Langsung ke konten utama

Permasalahan dalam Pengembangan Berpikir Divergen selama Pembelajaran di SD

divergen thinking

Menurut Bambang Subali (2013:13) pembelajaran IPA dapat digunakan untuk mengembangkan kemampuan berpikir kritis peserta didik. Pengembangan berpikir kritis dapat dilakukan dengan membiasakan pertanyaan divergen dalam setiap aspek.
Selama ini proses pembelajaran yang masih dilakukan dikelas pada tingkatan Sekolah dasar telah diperkenalkan berbagai model pembelajaran seperti inquiry,  pembelajaran kooperatif dan berbagai model pembelajaran yang lain, akan tetapi dalam praktek dikelas hal tersebut masih kurang diterapkan sehingga guru kembali menggunakan pola pengajaran tradisonal yang bersifat “teacher center" akibatnya tidak menggunakan asas aktivitas dalam proses pembelajaran.
Selain itu selama proses pembelajaran yang dilaksanakan oleh guru berorientasi hanya pada satu jawaban terpusat yang  memiliki kriteria baik dan benar sehingga selama pembelajaran berlangsung siswa digiring melalui bentuk pernyataan tertutup. Dalam bentuk soal evaluasi disajikan dalam pelaksanaan pembelajaran adalah bentuk soal uraian yang berbentuk uraian singkat dan uraian terbatas/ objektif selain itu siswa juga disajikan dalam soal yang berbentuk pilihan ganda sehingga mengakibatkan siswa hanya memilih satu jawaban yang benar dari alternative jawaban yang disediakan sehingga mendorong siswa terpaku hanya pada jawaban berpola tunggal dan memusat pada satu titik saja
Berpikir divergen dapatlah dilatih jika mau belajar baik pengalaman ataupun sumber-sumber lain dengan informasi melalui berkolaborasi dan belajar dari orang lain. Selain itu kemampuan berpikir divergen juga dapat dirangsang kegiatan belajar mengajar sehingga dapat menginternalisasikannya pada nilai diri sehingga tidak hanya fokus pada diri sendiri saja. Alternatif yang dapat digunakan untuk meningkatkan kemampuan berfikir divergen adalah dengan menciptakan lingkungan belajar yang memungkinkan siswa aktif dengan gagasannya sehingga pembelajaran yang dilakukan selama dikelas dapat menggunakan pembelajaran berbasis aktivitas adapun Aktivitas disini bukan hanya dilakukan dengan aktivitas fisik tetapi juga aktivitas psikis seperti aktivitas mental. 
Kegiatan tersebut haruslah meningkatkan pemikiran dengan sikap belajar yang berbeda., lebih terbuka serta berperan akitf dalam hal ini guru diberikan pertanyaan terbuka sebagai ruang untuk interaksi dan memberikan banyak gagasan selama pembelajaran. Siswa bukan hanya didorong diberikan pertanyaan tapi juga mengajukan pertanyaan secara luas sehingga diperlukan sikap terbuka dan menerima gagasan dari siswa walaupun pada nantinya ada gagasan yang belum pas dan perlu diberikan masukan yang bersifat membangun.

- _Catatan Mentah_
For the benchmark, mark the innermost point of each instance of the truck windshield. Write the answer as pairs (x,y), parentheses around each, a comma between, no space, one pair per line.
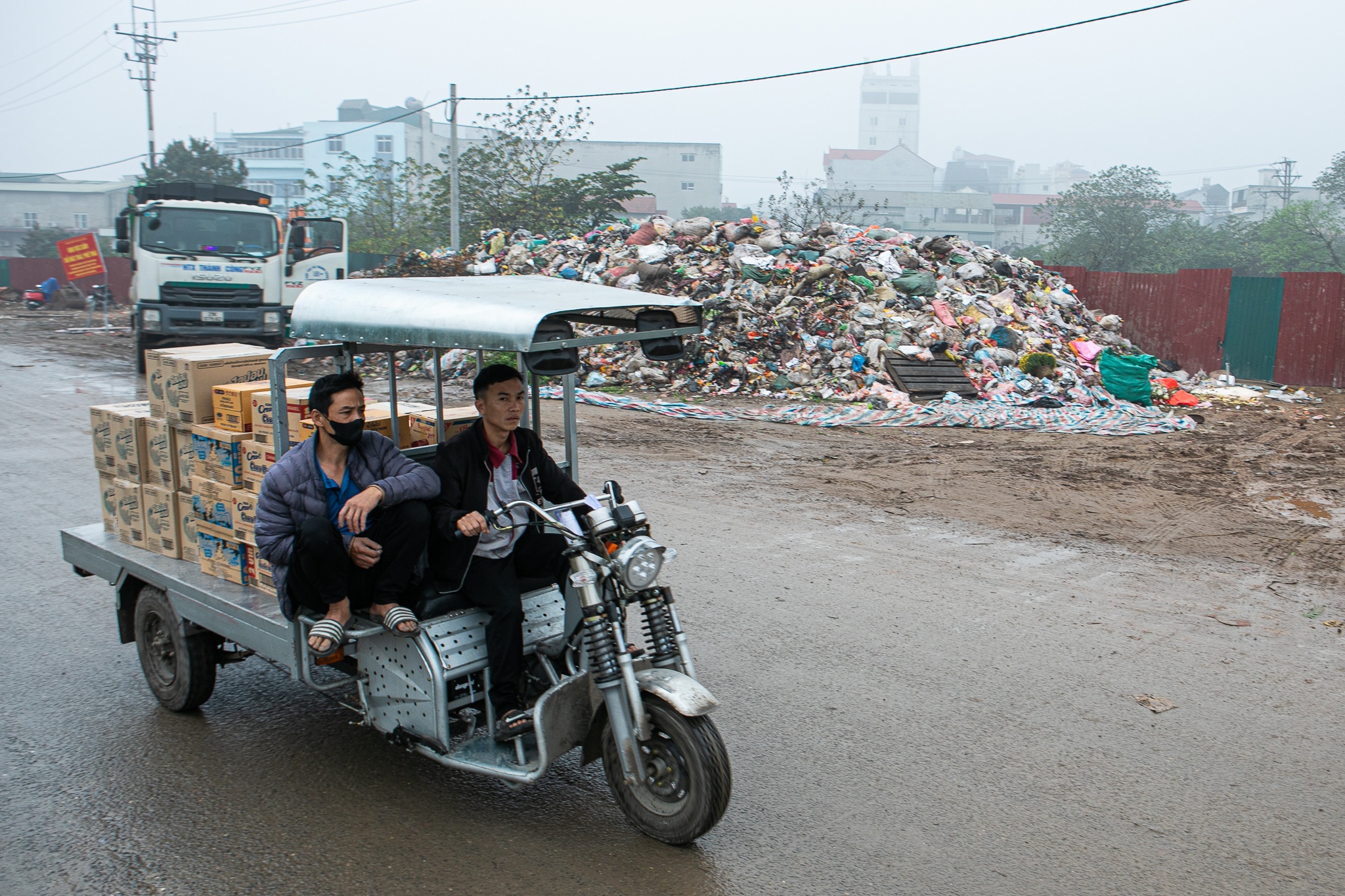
(198,230)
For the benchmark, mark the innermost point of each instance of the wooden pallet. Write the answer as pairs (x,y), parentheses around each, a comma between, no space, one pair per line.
(929,381)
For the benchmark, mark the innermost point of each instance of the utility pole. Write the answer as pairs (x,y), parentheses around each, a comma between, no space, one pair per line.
(1286,179)
(455,244)
(144,35)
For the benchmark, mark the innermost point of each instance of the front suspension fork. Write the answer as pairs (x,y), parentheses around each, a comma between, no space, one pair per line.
(613,672)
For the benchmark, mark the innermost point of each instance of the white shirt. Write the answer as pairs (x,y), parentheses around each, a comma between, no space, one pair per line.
(502,489)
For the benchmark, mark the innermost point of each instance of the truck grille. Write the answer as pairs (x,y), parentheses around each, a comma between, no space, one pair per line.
(190,295)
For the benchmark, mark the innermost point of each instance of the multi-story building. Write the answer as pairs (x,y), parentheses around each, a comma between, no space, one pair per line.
(678,175)
(889,109)
(49,200)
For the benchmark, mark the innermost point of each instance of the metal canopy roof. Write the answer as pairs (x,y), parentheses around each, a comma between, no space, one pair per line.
(496,313)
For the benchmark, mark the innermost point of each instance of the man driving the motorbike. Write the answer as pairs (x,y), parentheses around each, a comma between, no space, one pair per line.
(482,469)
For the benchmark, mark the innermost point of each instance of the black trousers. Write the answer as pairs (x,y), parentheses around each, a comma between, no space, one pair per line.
(494,586)
(322,572)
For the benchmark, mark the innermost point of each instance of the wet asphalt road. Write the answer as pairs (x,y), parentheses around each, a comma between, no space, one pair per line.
(911,707)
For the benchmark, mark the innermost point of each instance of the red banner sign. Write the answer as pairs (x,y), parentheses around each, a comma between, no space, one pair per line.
(81,257)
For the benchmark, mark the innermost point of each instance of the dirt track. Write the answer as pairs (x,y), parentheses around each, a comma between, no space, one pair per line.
(1254,485)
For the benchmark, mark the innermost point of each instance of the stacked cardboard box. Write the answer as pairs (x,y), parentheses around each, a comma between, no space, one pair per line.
(171,471)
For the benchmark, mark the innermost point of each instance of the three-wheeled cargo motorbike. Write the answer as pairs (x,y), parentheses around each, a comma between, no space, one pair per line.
(630,700)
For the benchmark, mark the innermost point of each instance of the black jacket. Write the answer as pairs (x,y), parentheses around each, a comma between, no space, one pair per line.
(464,473)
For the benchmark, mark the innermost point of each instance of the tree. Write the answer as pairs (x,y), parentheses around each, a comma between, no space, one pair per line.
(389,206)
(594,198)
(200,163)
(1302,237)
(1332,182)
(807,209)
(716,214)
(503,181)
(1113,221)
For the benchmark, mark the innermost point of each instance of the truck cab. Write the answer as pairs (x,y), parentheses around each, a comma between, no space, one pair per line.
(214,264)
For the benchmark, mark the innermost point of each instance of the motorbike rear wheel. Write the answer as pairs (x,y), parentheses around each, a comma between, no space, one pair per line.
(686,781)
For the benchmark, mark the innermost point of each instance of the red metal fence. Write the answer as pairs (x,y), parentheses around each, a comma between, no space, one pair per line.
(29,272)
(1179,316)
(1312,331)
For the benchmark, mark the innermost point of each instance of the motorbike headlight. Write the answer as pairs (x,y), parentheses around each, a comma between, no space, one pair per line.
(639,562)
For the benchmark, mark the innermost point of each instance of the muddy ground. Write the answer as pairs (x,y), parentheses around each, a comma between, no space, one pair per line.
(1258,484)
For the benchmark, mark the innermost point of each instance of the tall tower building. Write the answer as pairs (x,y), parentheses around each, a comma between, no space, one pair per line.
(889,109)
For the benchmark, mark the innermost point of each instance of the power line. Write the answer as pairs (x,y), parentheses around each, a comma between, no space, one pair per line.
(260,11)
(51,43)
(60,62)
(335,15)
(72,171)
(716,83)
(53,96)
(848,65)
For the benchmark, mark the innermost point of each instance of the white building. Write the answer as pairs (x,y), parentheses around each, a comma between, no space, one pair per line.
(889,109)
(47,200)
(678,175)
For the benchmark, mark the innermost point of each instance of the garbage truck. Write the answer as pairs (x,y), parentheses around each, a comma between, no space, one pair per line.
(214,264)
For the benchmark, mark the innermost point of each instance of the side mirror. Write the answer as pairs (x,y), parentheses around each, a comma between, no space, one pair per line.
(665,349)
(553,362)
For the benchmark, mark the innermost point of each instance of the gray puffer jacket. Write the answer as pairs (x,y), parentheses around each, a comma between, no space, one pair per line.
(294,492)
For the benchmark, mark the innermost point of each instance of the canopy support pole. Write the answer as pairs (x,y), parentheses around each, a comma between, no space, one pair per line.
(439,396)
(572,449)
(391,396)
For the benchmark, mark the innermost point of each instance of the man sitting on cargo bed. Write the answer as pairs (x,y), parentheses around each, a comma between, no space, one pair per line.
(482,469)
(342,517)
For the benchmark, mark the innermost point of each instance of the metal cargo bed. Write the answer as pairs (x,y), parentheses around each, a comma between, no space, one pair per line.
(248,617)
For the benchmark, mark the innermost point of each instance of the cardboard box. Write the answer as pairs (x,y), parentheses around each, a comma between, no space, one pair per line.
(263,417)
(455,421)
(128,444)
(187,532)
(160,454)
(101,426)
(131,512)
(182,382)
(162,526)
(222,558)
(231,561)
(185,452)
(260,574)
(245,512)
(234,402)
(218,454)
(257,458)
(213,504)
(296,412)
(108,501)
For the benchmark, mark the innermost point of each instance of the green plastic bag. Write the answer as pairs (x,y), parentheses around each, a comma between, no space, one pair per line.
(917,282)
(1126,377)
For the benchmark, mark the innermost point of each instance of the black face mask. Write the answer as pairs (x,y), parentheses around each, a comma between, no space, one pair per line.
(349,433)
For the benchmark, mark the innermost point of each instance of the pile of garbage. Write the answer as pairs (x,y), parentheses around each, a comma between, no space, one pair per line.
(816,314)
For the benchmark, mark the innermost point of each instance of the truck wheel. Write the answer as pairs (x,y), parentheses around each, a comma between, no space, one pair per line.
(181,668)
(686,782)
(142,345)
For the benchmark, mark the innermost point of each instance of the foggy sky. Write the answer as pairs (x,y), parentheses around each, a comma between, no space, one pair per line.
(1208,85)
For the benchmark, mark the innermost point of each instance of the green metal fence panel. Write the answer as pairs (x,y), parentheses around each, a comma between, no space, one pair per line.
(1252,330)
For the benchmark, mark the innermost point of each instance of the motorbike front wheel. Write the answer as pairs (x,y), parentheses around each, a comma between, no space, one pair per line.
(685,784)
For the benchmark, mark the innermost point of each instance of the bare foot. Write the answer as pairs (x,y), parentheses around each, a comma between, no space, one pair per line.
(337,612)
(381,610)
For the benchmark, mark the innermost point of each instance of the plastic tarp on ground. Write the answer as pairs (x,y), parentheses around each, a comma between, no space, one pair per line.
(1122,418)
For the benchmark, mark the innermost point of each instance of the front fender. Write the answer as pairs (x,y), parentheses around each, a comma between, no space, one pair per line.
(680,691)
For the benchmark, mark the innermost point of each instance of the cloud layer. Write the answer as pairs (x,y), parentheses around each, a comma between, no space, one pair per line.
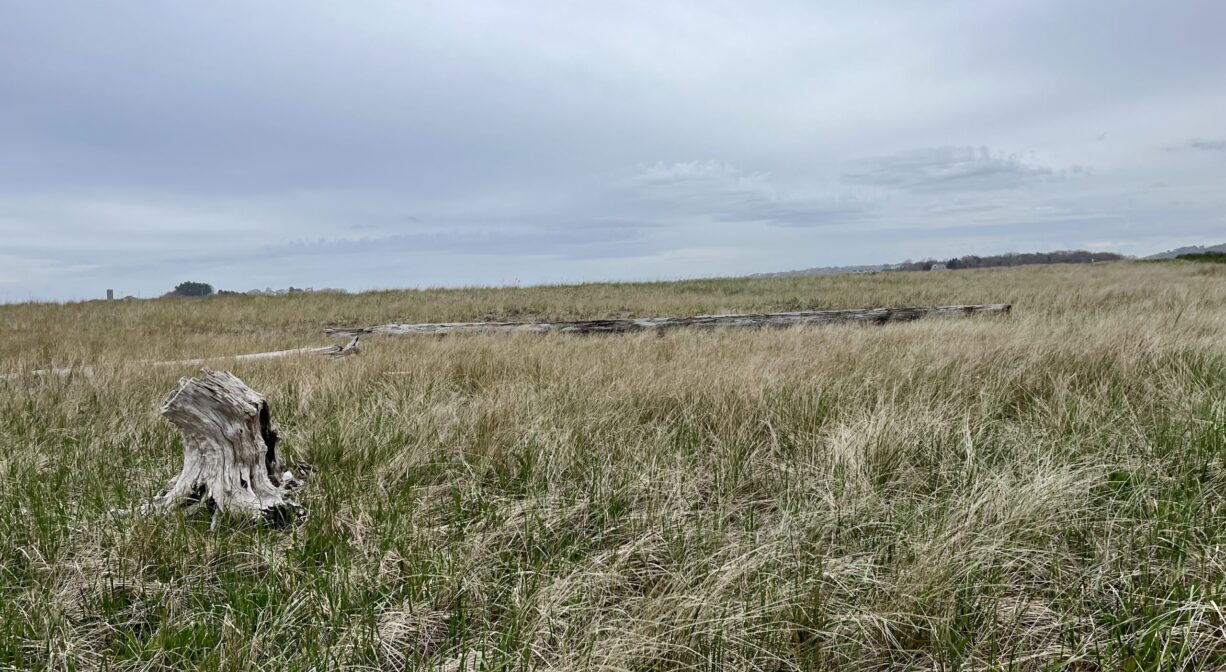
(254,145)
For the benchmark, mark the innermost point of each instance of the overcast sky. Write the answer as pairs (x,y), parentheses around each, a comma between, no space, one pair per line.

- _Soal Latihan_
1) Jawablah pertanyaan berikut berdasarkan teks tentang berpikir divergen.
(a) Menurut Bambang Subali (2013:13), pembelajaran IPA dapat digunakan untuk mengembangkan kemampuan apa?
(b) Pola pengajaran tradisional yang kembali digunakan guru disebut bersifat apa?
(c) Selain aktivitas fisik, aktivitas apa yang juga termasuk dalam pembelajaran berbasis aktivitas?
2) Kumpulkan setiap baris catatan yang memuat kata "cargo". Perbedaan huruf besar dan huruf kecil diperhitungkan.

- _Jawaban Tiap Soal_
1)
(a) Kemampuan berpikir kritis peserta didik.
(b) Bersifat "teacher center".
(c) Aktivitas psikis, seperti aktivitas mental.

2)
For the benchmark, mark the innermost point of each instance of the three-wheeled cargo motorbike. Write the answer as pairs (x,y), parentheses around each, a comma between, no space, one pair per line.
For the benchmark, mark the innermost point of each instance of the man sitting on cargo bed. Write the answer as pairs (x,y), parentheses around each, a comma between, no space, one pair per line.
For the benchmark, mark the innermost point of each instance of the metal cargo bed. Write the answer as pairs (x,y), parentheses around each, a comma between, no space, one pair per line.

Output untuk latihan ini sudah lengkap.